Short problem:
Starting at the beginning of the items and stopping after the line that contains "column 16, row 793", give each line as a row of a Markdown table with the columns No. and Text, leaving out any blank lines.

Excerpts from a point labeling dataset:
§
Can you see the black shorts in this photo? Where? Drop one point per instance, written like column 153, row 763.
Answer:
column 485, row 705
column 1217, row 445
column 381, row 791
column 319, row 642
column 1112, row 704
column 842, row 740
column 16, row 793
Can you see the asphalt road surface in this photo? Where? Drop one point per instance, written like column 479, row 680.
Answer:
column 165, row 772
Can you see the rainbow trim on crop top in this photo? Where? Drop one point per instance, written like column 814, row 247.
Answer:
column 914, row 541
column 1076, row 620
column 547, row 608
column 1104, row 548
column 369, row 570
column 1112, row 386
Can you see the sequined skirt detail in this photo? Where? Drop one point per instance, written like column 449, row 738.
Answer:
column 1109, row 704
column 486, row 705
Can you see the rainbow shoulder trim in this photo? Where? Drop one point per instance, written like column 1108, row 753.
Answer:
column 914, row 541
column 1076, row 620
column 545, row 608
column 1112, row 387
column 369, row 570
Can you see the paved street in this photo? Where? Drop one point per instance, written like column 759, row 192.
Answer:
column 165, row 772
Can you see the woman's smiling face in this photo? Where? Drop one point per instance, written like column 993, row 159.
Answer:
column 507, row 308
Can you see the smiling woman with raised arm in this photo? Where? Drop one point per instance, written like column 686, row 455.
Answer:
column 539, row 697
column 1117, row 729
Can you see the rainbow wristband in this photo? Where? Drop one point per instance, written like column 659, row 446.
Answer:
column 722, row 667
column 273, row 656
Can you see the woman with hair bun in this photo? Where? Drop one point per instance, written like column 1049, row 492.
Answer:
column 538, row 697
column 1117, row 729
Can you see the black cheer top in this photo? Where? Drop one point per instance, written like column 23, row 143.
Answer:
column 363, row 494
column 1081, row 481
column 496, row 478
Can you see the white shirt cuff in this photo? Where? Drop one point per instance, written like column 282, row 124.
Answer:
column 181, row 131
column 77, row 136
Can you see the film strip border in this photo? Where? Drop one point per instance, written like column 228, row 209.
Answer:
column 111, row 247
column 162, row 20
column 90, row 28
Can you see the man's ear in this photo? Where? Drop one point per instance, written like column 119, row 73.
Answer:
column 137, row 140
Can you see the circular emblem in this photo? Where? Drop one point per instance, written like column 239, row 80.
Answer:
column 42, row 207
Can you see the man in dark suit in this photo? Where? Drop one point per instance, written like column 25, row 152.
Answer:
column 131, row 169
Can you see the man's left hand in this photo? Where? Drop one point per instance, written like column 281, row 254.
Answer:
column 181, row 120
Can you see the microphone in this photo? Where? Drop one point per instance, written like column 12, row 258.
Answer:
§
Correct result:
| No. | Text |
|---|---|
| 1 | Can you see the black shorts in this photo? Where? Drop one point per instance, written like column 153, row 763. |
| 2 | Answer: |
| 3 | column 485, row 705 |
| 4 | column 1217, row 445 |
| 5 | column 381, row 791 |
| 6 | column 319, row 642 |
| 7 | column 1112, row 704 |
| 8 | column 842, row 740 |
| 9 | column 16, row 793 |